> **Texte à lire**:
:::

De son coté, Loukachenko reste accroché au pouvoir, et on ne constate pas pour l’instant de défection dans l’administration, ou dans la hiérarchie militaire. Il a ordonné à son Conseil de sécurité de mettre fin aux troubles à Minsk et de renforcer les frontières extérieures afin d’empêcher toute intrusion étrangère de personnes, d’armements ou d’argent qui viendraient soutenir l’opposition.
Cependant, l’avenir du « dernier dictateur d’Europe » à la tête du pays demeure fortement dépendant des décisions qui seront prises au Kremlin. Depuis l’élection présidentielle, Vladimir Poutine et Alexandre Loukachenko se sont entretenus à quatre reprises au téléphone. Pour le moment, le soutien russe semble total, faute d’alternative. En effet, il est de notoriété publique, que le président russe n’éprouve aucune sympathie pour son homologue à Minsk. Depuis vingt-six ans de pouvoir, Loukachenko aura toujours réussi à monnayer son soutien à Moscou en jouant sur la situation géographique de son pays, tampon entre la Russie et l’OTAN. Ainsi, jusqu’en 2019, la Russie exportait du pétrole brut en Biélorussie à un prix inférieur au cours mondial, puis, cette dernière réalisait le raffinage et exportait les produits pétroliers sur le marché international, engrangeant alors de substantiels bénéfices. Fin 2019, en réformant sa fiscalité sur l’énergie, la Russie a mis fin à ce système qui équivalait à une subvention directe de son voisin d’environ 8 milliards de dollars par an. L’objectif russe était aussi de pousser Loukachenko à s’engager davantage dans le projet d’intégration voire d’union fédérale russo-biélorusse, mais sans succès…une fois de plus !

:::

> **Travail à faire**:
1 – Recopiez l'extrait sur la Biélorussie de "De son coté, Loukachenko" à "viendraient soutenir l’opposition.".
2 – D'après l'extrait sur la Biélorussie, combien de fois Vladimir Poutine et Alexandre Loukachenko se sont-ils parlé au téléphone depuis l'élection présidentielle ?
3 – Écrivez la suite de l'extrait sur la Biélorussie.
La liste ne vient pas du même endroit que l'extrait sur la Biélorussie.

:::

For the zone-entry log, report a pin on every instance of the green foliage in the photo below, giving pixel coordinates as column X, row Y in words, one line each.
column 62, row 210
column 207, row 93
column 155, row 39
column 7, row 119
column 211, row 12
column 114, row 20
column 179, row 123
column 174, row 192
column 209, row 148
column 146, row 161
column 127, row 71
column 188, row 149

:::

> **Corrigé de l'exercice**:
1 –
De son coté, Loukachenko reste accroché au pouvoir, et on ne constate pas pour l’instant de défection dans l’administration, ou dans la hiérarchie militaire. Il a ordonné à son Conseil de sécurité de mettre fin aux troubles à Minsk et de renforcer les frontières extérieures afin d’empêcher toute intrusion étrangère de personnes, d’armements ou d’argent qui viendraient soutenir l’opposition.

2 – À quatre reprises.

3 –
Or, depuis l’élection présidentielle, le président Loukachenko a perdu sa légitimité à l’intérieur et sa capacité de marchandage vis-à-vis de son grand voisin de l’Est. Pour la première fois depuis 1994, Moscou est en position de dicter les conditions de son soutien à Minsk. En cette période post-électorale en Biélorussie, deux options réalistes s’offrent au Kremlin.
La première est de continuer de soutenir Loukachenko. Pour l’instant, le président Poutine a prévu d’envoyer un soutien policier (un corps de police a déjà été formé à cet effet), uniquement dans le cas où la situation dégénérerait. Mais, dans un deuxième temps, en échange de cette assistance, le Kremlin pourrait exiger, par exemple, une accélération forcée de l’intégration entre les deux pays et/ou l’installation d’une grande base militaire russe sur le sol biélorusse.
La seconde, si le calme ne revient pas dans les rues ni dans les usines dans les prochains mois, est de consulter les différents leaders de l’opposition biélorusse afin de chercher un successeur et d’organiser une nouvelle élection présidentielle ouverte. Le nouveau président élu (ou nouvelle présidente) aurait alors la légitimité du peuple pour négocier les modalités d’approfondissement de l’intégration économique, voire politique avec la Russie. Par ailleurs, Vladimir Poutine inviterait Alexandre Loukachenko à s’exiler à Moscou, qui retrouverait alors son ancien homologue ukrainien Viktor Ianoukovitch. Toute autre option, notamment une intervention militaire russe directe, serait désastreuse pour les deux pays et pour les deux peuples frères.